→ GIVEN PROBLEM:
Write out only the tail of the records, beginning at the line containing "Note: for every instance of the desert" and including the last line, exactly as written.

## START

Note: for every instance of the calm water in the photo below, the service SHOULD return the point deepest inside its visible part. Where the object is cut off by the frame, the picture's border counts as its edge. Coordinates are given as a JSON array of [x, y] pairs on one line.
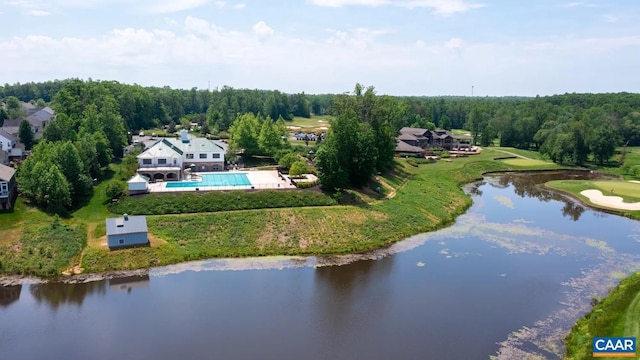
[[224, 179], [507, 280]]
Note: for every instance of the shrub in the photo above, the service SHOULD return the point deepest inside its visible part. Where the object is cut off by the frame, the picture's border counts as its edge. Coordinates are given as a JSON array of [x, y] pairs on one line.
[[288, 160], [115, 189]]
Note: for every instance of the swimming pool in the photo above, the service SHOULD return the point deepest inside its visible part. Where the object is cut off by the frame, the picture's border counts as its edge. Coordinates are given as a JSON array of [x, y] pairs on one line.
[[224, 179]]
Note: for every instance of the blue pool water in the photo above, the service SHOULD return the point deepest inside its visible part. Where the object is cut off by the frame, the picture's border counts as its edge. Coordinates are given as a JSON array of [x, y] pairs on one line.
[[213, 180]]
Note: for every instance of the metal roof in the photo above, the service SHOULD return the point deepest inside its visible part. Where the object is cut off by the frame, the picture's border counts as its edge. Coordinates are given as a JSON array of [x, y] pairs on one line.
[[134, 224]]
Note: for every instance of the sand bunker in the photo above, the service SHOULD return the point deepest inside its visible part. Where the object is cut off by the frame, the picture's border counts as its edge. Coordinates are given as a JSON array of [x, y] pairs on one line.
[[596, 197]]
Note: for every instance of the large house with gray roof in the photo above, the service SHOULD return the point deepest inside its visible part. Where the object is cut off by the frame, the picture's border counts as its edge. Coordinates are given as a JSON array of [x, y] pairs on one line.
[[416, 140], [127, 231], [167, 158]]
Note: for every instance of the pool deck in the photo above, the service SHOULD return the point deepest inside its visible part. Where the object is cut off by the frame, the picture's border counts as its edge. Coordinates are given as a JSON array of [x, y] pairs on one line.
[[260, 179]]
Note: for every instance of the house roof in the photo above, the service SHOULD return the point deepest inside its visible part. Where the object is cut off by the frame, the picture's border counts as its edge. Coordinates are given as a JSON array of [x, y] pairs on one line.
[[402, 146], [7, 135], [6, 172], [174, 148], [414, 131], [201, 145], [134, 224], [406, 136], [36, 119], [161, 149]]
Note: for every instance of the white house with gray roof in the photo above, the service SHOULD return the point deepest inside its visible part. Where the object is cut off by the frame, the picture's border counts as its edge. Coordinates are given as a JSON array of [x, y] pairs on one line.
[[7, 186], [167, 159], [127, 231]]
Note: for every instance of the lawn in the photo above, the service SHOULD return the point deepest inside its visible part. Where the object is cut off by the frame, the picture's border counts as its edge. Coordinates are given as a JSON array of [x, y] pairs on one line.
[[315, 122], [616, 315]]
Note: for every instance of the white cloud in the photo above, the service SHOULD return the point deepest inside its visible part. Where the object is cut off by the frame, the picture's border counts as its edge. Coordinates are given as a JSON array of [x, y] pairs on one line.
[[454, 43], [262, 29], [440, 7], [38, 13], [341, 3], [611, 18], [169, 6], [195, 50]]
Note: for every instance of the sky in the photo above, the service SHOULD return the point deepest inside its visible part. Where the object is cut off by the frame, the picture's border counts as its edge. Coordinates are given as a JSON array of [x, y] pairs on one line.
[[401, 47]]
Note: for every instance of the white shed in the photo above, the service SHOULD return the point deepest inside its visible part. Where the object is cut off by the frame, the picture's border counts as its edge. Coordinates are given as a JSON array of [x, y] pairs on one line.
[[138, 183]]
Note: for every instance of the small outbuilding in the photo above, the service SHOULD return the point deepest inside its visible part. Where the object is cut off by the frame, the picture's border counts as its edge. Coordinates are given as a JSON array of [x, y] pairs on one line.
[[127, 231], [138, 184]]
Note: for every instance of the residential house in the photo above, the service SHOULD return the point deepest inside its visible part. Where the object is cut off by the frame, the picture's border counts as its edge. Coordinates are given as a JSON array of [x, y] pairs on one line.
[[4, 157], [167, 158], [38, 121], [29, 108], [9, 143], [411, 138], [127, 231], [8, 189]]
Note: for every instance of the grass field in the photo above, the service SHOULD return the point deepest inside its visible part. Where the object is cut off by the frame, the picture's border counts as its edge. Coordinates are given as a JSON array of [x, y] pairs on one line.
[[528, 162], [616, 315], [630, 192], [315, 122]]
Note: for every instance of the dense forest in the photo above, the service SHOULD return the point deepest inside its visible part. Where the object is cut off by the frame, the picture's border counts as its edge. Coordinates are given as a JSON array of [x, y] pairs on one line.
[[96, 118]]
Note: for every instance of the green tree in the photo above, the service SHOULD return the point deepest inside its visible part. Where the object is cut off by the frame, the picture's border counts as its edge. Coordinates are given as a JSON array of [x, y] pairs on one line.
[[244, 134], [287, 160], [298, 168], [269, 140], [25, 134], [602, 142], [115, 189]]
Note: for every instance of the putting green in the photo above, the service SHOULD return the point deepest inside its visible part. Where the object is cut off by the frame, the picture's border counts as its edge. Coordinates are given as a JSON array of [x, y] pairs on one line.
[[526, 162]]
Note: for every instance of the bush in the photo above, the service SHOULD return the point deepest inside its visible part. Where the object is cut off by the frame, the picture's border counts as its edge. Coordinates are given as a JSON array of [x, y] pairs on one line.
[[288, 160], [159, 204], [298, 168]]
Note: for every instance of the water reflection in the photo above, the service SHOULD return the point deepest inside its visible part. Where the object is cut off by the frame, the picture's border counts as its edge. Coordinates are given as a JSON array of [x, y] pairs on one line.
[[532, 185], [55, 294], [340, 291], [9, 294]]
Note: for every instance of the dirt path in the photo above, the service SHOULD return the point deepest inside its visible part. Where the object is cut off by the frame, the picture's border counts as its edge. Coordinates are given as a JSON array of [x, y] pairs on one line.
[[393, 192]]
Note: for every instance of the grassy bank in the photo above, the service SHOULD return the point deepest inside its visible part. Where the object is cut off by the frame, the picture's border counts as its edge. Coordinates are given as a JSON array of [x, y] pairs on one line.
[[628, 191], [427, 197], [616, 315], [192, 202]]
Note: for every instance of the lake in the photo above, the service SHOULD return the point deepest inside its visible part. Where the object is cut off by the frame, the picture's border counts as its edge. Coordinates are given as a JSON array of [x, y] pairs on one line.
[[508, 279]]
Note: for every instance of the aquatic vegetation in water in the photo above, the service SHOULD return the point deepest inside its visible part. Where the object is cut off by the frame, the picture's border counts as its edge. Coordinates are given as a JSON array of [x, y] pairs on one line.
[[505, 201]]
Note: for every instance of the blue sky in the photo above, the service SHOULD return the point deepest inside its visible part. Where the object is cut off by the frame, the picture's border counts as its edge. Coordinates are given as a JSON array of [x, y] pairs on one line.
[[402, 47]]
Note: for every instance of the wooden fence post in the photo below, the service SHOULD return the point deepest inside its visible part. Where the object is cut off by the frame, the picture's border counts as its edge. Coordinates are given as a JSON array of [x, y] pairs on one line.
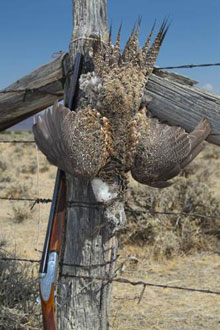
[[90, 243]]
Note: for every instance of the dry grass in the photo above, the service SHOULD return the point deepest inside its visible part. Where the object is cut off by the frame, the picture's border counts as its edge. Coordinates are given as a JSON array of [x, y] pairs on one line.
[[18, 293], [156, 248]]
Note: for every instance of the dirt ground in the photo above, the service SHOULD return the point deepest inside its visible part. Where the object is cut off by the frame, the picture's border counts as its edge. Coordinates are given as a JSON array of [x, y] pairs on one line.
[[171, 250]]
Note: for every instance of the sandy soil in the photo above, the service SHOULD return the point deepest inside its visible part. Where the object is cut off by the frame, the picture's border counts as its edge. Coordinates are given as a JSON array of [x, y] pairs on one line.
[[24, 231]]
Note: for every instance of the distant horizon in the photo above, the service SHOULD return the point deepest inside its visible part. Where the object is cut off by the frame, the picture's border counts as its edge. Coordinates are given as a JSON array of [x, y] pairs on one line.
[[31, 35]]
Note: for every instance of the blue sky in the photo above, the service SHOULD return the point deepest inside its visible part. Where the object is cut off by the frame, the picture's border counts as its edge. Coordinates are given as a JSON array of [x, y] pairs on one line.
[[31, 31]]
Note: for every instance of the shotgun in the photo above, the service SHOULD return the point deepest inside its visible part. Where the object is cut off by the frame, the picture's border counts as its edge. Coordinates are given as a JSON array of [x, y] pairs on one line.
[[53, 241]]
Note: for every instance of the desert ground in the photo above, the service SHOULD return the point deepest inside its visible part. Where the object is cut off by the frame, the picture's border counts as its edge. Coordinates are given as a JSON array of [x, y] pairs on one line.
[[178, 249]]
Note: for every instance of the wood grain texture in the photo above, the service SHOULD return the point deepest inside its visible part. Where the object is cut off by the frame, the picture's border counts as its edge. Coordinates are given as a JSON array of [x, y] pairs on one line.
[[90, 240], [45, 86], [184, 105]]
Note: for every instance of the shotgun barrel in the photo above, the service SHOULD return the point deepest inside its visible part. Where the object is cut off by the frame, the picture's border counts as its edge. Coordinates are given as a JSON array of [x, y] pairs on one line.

## END

→ ANSWER TO THE EXERCISE:
Note: for every instance of the desert ground in the photo above, the service SHOULD return the point deepest inside its visible part. Where the object is cut off by the frame, the picture's border counts as its edge. Coordinates are given as a JSON array of [x, y] pairs on one line.
[[178, 249]]
Note: for every instance of the wood grain texture in the photo above, the service SHOULD return the point deepest inside its visible part. Where the object is cut off by the frame, the picture's border counts as its edge. Coordinates are given as a JSON array of [x, y] pairs on one line.
[[90, 240], [45, 86], [184, 105]]
Note: for every instance of the shotgun barrel in the photo above, the service SHOULD return the point deepest inside its visible part. Where the object is cut off by the frame, the picture's border counts as its edge. Coordinates are given as a JSON array of [x, y] pairs on one line.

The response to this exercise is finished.